▶ **Problem requirements**
Copy the lines verbatim, beginning with the line that contains "[pin] green foliage" and continuing through the end of the data, and only those lines.

Start Data supplied

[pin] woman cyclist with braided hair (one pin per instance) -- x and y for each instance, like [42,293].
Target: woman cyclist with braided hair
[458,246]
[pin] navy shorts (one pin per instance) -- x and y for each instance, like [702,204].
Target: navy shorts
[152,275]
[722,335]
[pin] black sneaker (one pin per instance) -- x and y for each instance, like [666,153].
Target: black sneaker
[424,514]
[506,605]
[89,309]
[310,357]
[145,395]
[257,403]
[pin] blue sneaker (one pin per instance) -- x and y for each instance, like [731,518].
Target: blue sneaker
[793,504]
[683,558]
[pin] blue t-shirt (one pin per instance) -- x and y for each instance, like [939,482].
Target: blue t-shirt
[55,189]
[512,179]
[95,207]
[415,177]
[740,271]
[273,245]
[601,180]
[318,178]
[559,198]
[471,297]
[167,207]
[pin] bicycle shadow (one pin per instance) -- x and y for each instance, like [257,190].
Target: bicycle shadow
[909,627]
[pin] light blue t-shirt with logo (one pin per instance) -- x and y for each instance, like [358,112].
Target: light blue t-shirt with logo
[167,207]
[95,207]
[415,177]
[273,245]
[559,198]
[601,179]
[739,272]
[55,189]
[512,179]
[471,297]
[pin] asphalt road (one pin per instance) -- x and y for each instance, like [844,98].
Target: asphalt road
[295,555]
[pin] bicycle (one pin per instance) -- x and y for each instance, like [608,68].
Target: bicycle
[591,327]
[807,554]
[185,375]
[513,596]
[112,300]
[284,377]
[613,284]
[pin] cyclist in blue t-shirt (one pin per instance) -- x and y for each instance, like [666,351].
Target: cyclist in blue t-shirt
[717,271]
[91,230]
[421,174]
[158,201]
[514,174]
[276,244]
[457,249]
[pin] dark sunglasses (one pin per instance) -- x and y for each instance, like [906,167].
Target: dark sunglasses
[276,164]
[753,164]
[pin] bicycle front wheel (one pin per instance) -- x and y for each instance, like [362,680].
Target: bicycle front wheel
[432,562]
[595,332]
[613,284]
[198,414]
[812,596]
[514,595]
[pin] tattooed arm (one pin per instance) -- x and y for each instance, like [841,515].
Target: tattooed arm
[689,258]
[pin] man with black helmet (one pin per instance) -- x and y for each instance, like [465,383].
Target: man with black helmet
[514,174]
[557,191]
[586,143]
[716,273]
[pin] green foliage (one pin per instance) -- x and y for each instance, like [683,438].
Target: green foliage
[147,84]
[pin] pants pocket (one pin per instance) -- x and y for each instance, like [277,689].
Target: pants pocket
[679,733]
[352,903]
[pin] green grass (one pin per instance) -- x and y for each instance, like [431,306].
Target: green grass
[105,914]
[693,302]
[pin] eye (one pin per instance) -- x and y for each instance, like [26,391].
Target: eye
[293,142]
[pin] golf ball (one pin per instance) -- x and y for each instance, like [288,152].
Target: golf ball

End Data supplied

▶ **Exercise output**
[pin] green foliage (one pin per instance) -- x and y for each instance, like [683,438].
Target: green foliage
[147,84]
[pin] pants pocket (one pin per instance) -- x and y for each instance, like [277,689].
Target: pants pocket
[679,733]
[352,903]
[pin] green grass (one pin per instance) -- x and y for each instance, like [431,306].
Target: green grass
[105,914]
[693,302]
[pin] eye (one pin per instance) -- x and y for each instance, like [26,391].
Target: eye
[293,142]
[pin] golf ball (one pin per instance) -- x and y for each instance, like [288,152].
Target: golf ball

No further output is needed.